■ **Provided material**
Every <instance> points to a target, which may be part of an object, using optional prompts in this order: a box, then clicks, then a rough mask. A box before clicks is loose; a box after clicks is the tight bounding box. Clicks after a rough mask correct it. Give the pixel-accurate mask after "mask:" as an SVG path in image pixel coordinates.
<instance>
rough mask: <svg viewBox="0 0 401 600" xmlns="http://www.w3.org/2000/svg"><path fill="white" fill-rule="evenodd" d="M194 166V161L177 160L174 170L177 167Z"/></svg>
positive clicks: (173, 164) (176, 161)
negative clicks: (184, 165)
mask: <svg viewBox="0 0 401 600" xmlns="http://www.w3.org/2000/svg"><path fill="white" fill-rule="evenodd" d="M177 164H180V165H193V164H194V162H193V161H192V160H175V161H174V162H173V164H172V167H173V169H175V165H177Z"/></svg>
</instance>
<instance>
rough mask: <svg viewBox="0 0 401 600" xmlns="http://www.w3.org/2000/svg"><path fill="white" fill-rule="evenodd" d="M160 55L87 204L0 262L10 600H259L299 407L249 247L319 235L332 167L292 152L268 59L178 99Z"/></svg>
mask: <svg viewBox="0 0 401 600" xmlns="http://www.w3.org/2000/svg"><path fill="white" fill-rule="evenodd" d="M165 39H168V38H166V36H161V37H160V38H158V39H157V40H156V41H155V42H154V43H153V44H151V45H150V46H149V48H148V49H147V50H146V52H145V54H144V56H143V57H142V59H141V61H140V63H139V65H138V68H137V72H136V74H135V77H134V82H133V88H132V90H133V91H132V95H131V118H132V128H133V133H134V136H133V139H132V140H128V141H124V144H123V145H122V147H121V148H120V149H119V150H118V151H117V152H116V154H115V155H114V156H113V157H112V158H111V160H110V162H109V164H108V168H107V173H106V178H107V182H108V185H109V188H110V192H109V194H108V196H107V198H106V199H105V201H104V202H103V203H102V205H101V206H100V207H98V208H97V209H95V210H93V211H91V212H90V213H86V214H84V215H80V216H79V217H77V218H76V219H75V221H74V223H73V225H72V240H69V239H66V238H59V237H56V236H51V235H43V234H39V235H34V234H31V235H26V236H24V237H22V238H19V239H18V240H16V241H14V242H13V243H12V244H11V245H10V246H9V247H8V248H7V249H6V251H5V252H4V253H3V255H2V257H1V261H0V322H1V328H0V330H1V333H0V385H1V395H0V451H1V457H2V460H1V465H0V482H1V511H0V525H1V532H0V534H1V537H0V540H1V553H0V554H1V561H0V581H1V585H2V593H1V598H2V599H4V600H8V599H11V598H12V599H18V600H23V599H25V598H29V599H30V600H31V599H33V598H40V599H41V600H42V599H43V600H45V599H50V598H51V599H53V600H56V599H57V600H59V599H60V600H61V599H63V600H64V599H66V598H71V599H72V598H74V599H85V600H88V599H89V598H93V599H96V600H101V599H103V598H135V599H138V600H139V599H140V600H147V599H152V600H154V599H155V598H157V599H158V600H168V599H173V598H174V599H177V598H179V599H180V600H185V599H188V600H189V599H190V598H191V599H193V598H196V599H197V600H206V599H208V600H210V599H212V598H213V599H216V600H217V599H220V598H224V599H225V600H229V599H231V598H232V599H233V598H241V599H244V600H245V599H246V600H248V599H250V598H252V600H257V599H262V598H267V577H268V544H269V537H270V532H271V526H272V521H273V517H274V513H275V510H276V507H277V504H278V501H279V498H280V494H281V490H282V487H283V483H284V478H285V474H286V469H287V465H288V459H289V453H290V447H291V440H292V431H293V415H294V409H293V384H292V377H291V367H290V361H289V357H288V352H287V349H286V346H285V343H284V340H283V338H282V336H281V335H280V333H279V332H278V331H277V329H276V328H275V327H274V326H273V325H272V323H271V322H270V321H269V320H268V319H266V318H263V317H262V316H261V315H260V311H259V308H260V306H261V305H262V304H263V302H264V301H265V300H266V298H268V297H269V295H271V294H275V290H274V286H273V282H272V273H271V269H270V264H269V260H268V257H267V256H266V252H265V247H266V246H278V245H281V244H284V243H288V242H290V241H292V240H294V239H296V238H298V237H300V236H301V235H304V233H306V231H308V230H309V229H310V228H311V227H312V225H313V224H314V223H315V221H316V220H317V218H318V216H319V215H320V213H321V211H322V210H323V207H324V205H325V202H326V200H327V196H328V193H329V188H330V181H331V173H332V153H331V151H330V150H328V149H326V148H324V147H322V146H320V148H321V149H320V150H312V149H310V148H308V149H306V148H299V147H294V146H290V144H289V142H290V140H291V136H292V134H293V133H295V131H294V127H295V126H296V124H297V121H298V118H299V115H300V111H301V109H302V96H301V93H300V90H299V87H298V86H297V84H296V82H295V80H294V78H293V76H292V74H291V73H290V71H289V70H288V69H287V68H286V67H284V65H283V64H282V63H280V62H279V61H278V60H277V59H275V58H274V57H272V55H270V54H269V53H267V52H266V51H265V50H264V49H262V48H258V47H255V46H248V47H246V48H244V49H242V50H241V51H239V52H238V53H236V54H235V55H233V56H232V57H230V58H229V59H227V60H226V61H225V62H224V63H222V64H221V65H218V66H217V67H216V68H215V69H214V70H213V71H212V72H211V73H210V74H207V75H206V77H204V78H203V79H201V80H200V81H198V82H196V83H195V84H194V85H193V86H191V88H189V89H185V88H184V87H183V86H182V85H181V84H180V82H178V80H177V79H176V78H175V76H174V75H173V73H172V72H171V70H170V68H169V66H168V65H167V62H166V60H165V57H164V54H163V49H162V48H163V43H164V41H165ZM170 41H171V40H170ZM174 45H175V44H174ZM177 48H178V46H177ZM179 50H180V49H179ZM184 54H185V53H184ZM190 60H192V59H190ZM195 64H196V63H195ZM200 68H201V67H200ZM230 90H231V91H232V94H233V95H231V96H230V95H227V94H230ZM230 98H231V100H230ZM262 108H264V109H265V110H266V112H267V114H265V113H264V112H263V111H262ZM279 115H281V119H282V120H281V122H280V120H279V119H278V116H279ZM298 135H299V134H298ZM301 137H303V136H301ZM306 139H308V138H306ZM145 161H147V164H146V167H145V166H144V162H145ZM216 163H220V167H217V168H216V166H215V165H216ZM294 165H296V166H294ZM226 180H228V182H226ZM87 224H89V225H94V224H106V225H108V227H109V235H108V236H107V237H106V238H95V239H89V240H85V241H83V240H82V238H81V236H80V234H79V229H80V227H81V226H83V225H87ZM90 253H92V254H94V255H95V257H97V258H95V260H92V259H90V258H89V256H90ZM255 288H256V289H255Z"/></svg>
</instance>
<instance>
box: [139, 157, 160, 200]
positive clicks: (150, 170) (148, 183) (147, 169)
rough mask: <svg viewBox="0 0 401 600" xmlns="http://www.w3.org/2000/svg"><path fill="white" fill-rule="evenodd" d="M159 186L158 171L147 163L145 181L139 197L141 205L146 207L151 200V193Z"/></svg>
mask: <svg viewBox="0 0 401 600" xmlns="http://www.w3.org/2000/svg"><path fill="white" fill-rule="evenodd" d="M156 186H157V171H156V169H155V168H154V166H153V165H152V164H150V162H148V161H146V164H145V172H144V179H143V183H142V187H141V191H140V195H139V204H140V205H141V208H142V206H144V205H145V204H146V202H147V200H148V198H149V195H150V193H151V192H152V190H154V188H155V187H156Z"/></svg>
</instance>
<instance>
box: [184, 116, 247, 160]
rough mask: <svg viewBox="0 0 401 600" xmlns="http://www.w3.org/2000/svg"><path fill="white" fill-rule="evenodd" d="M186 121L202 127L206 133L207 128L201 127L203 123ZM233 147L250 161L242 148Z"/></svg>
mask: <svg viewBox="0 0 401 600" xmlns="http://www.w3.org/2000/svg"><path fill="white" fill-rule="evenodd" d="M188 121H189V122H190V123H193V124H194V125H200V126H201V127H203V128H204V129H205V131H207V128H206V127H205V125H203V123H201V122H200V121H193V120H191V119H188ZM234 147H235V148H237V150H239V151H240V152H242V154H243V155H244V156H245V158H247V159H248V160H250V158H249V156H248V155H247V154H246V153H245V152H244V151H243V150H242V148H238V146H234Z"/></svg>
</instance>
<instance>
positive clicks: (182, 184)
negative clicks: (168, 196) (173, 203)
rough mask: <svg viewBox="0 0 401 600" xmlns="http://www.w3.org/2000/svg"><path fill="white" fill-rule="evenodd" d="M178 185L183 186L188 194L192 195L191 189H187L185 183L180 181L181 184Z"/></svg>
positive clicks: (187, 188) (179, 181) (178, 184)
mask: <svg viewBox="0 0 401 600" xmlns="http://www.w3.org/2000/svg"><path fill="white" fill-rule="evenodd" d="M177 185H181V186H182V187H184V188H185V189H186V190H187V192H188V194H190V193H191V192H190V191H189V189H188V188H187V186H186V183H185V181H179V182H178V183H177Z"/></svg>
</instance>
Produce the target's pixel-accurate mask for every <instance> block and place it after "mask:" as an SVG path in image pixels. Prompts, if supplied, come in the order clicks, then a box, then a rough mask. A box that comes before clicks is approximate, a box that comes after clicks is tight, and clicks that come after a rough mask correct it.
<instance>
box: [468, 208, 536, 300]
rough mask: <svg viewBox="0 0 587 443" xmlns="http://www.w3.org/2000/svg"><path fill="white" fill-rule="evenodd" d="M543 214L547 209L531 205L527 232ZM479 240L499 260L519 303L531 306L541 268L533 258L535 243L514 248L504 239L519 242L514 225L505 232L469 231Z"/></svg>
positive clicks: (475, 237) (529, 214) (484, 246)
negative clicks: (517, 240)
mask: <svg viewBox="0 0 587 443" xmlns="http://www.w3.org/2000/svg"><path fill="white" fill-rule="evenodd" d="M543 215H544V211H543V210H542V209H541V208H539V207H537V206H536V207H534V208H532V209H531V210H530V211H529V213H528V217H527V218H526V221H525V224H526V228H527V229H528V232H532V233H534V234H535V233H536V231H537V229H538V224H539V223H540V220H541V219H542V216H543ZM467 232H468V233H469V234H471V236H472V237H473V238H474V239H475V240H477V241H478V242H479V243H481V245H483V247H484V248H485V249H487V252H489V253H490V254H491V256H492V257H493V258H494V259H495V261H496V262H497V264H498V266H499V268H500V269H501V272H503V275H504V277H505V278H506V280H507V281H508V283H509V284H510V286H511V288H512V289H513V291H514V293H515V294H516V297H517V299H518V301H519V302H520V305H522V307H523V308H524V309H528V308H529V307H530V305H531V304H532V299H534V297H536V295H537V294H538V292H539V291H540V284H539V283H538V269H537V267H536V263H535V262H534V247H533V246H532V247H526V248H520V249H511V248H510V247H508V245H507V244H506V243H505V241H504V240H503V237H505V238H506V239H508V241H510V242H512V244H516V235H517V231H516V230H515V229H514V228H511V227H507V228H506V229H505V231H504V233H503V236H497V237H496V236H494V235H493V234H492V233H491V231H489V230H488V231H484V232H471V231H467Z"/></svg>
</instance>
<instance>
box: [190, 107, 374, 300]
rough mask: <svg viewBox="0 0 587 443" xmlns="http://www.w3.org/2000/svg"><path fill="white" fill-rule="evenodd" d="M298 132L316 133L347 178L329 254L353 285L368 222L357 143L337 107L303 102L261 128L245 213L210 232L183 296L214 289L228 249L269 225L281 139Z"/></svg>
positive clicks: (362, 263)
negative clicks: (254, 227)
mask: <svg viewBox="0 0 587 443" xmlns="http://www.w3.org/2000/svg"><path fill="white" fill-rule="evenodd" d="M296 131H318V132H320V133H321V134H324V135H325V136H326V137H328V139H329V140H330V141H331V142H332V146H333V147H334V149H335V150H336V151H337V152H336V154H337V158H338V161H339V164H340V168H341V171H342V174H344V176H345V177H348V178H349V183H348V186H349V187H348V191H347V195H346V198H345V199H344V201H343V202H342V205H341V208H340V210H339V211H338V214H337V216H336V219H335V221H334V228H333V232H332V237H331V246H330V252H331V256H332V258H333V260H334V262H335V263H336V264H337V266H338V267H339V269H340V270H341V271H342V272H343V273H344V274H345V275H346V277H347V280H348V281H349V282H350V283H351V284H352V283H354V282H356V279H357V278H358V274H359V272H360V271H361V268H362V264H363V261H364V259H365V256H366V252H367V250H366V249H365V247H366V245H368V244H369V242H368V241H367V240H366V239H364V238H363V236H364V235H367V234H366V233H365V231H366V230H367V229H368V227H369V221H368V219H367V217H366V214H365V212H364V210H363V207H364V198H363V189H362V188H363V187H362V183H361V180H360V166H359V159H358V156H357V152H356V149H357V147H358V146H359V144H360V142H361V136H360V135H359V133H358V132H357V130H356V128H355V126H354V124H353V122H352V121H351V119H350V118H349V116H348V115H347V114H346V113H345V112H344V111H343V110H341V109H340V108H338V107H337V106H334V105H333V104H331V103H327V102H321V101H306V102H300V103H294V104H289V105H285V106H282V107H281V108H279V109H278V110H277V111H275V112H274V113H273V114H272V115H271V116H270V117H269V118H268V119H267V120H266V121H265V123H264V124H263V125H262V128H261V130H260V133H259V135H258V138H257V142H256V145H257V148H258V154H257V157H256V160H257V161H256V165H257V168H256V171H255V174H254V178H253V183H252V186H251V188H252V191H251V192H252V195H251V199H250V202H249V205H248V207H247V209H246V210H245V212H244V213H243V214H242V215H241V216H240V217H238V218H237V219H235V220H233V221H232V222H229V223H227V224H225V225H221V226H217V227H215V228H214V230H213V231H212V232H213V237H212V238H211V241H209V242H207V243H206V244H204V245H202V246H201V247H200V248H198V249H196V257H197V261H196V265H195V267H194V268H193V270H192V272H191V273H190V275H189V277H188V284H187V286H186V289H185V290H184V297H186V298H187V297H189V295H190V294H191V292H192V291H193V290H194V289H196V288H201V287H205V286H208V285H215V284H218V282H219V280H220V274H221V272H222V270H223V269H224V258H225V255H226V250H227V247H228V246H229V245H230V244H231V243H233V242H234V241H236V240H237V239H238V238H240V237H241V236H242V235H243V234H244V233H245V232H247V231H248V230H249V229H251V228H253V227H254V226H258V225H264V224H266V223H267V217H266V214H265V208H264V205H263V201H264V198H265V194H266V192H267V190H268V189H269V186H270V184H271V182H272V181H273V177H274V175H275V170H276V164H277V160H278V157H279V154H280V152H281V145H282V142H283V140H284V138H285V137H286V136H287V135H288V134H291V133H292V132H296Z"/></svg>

■ **Exercise description**
In the listing above, the lines from the one containing "positive clicks: (182, 184)" through the one containing "185L183 186L188 194L192" must be set down exactly, with no other lines.

■ **Task result**
positive clicks: (182, 184)
negative clicks: (168, 196) (173, 203)
rough mask: <svg viewBox="0 0 401 600" xmlns="http://www.w3.org/2000/svg"><path fill="white" fill-rule="evenodd" d="M178 185L183 186L188 194L192 195L191 189H187L185 183L180 181L181 184Z"/></svg>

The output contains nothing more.